Nothing in the data may be altered; copy it all exactly.

Start of Data for review

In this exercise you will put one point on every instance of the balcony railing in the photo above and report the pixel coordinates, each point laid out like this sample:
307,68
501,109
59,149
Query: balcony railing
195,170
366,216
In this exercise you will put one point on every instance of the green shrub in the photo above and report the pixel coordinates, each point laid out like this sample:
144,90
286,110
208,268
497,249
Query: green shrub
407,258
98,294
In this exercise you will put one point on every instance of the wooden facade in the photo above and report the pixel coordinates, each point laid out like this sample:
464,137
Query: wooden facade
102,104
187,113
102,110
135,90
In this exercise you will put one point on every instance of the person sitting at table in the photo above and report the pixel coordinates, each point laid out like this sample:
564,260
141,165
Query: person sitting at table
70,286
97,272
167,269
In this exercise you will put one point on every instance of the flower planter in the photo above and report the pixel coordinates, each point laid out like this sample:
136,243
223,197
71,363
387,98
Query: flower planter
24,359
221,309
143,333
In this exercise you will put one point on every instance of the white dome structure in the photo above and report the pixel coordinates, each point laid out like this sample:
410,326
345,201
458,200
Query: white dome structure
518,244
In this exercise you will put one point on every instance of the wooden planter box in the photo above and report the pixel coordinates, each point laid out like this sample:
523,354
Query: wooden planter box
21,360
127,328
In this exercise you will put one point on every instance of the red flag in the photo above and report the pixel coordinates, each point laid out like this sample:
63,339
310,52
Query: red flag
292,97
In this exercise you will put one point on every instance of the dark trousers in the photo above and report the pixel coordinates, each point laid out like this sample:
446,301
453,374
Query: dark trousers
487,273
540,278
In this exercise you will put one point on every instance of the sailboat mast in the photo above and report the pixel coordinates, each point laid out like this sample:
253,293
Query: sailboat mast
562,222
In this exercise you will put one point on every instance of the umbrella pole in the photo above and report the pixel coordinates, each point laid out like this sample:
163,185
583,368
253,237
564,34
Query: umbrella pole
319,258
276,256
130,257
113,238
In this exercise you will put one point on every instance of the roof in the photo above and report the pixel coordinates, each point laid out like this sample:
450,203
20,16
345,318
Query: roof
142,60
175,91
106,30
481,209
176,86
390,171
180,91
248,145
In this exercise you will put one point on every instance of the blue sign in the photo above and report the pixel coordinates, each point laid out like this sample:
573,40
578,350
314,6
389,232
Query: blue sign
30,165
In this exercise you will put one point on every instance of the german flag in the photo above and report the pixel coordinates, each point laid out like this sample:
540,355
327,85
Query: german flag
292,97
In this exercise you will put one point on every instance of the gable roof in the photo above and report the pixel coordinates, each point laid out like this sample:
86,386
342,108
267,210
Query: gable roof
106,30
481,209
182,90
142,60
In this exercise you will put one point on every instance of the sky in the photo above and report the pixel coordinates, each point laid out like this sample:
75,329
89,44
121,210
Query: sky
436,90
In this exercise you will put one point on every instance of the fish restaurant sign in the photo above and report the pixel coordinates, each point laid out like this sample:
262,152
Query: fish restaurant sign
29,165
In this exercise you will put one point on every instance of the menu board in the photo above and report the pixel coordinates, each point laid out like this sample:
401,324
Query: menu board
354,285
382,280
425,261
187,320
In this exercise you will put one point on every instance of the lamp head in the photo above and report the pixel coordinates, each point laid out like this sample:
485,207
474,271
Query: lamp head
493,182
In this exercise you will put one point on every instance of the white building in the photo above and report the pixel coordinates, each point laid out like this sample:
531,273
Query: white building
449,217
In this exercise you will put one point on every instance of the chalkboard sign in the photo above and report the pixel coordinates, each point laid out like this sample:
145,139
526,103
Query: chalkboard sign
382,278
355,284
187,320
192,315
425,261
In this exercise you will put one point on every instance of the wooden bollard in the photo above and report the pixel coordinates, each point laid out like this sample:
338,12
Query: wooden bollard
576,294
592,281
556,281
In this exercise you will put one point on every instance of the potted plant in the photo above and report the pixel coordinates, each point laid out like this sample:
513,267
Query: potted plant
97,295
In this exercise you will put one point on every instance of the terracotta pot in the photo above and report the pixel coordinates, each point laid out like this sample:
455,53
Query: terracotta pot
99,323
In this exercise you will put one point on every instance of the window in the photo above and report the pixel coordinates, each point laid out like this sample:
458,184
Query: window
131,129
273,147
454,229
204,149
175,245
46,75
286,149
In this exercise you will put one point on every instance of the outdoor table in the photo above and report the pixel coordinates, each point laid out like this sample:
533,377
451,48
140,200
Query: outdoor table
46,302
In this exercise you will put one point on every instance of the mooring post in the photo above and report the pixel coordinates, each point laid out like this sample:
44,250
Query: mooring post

End of Data for review

# [Response area]
In this exercise you will put one point on every instance of the balcony railing in the photo above and report the pixel coordinates, each point laid out like this sample:
307,68
501,109
59,149
Query: balcony railing
195,170
366,216
In this exercise you will put one point on every instance of the green shrub in the photo above and report the pixel coordinates, each point laid out like this sample:
144,90
286,110
208,268
497,249
Query: green shrub
407,258
98,294
In this exercise you will put one point on every instance of the wooden facade in the photo above and report the pixel coordinates, each point laid out like this sample:
464,137
Query: wooden facade
102,104
187,113
102,110
135,90
In this exercise you will put one point on every instance of the person sitting at table in the photo above and report the pixel coordinates, each point laid out like this sample:
564,260
141,165
Query: person sitting at table
70,286
97,272
167,269
In this exercise you will put one point on every instance of the flower planter in the photo above and report the pixel coordinates, each point laid out like this sample:
136,243
223,197
71,363
387,98
Query: flower planter
24,359
221,309
143,333
In this exercise you will put one point on every instance of the white dome structure in the photo above and report the pixel coordinates, each point laid out like this sample:
410,326
345,201
458,200
Query: white dome structure
518,244
In this exercise you will put one point on every instance of the wooden planter box in the photo above and report the pixel coordinates, each point laid out like this sample:
523,354
Query: wooden planter box
21,360
127,328
In this exercise you will put one point on every instance of the red flag in the photo above and report the pixel coordinates, each point laid out like this sample:
63,339
310,52
Query: red flag
292,97
In this exercise you will put one point on every instance of the dark trousers in the photo above and report the pixel coordinates, each point laid out like this sample:
446,301
453,374
Query: dark trousers
487,273
540,278
In this exercise you will put one point on every instance of the sailboat mast in the photo above and report the pixel coordinates, each point laid out like this sample:
253,293
Query: sailboat mast
562,222
In this exercise you will put one point on every instance of the umbrella pole in the photo above and report the pixel coordinates, each point laid out like this sample:
163,185
583,368
253,237
564,34
Query: umbrella pole
319,258
276,256
130,257
113,238
In this exercise you will put one point on every instance of the roof in the photo above and report the pixel coordinates, each point laid out like this sample:
450,203
20,16
345,318
Query: roof
142,60
175,91
106,30
481,209
176,86
390,171
180,91
248,145
In this exercise you will put one point on every instance of the blue sign in the photo above and report the pixel coordinates, each point laid out like this sample:
573,40
578,350
314,6
389,232
Query: blue sign
30,165
In this exercise you will put one point on every instance of the german flag in the photo above and report the pixel coordinates, each point laid out like this sample:
540,355
327,85
Query: german flag
292,97
In this exercise you will put one point on every instance of the gable roof in the photo above and report the pixel coordinates, each point laid out like this sample:
86,386
342,108
267,210
Query: gable roof
106,30
481,209
182,90
142,60
In this exercise you will put one point on every instance of the sky in the photo above and report the pixel coordinates, each point laid out like this sample:
75,329
89,44
121,210
Query: sky
436,90
In this exercise you will put one point on every instance of the fish restaurant sign in the photo above and report the pixel coordinates, each point laid out like this sample:
262,152
Query: fish restaurant sign
29,165
In this exercise you will put one point on every instance of the menu board in the photo above and report the pixel coordinates, each point laid out like this sample:
401,324
Query: menu board
354,285
382,280
425,261
187,320
In this exercise you will put one point on every instance of the lamp head in the photo above and report the pixel coordinates, each point laid out like this sample:
485,207
474,271
Query: lamp head
493,182
In this exercise you will put one point on every instance of the white building in the photo above and report the pixel coordinates, each point laid out like this sample:
531,273
Query: white building
449,217
In this exercise you will put one point on every instance of the chalkboard sign in the photo above and report the pixel coordinates, each point laid out like this sample:
145,139
526,103
Query: chalkboard sign
382,278
355,284
187,320
192,315
425,261
In this exercise you will put one point on every instance of the wooden bollard in the photo above and report the pixel coordinates, each point laid out like this sample:
338,12
Query: wooden bollard
576,294
592,281
556,281
In this exercise you will put one point on every instance of the potted plant in the photo above and report the pixel coordinates, each point laid out like this sample:
513,267
Query: potted plant
97,295
In this exercise you will put one point on every instance of the terracotta pot in the photo above and report the pixel coordinates, each point laid out like this sample:
455,53
Query: terracotta pot
99,323
In this exercise you will put one point on every instance of the window in the photo above and report the pixel coordinates, each point laid out like this sample:
458,184
Query: window
131,129
273,147
454,229
204,149
175,245
46,75
286,149
In this exercise you will put one point on every instance of the outdoor table in the photo above and report the pixel coordinates, each point laid out like this sample:
533,377
451,48
140,200
Query: outdoor table
46,302
In this exercise you will put one point on every instance of the mooring post in the photo above and report the pixel coordinates, each point laid out like this sample:
44,250
Query: mooring post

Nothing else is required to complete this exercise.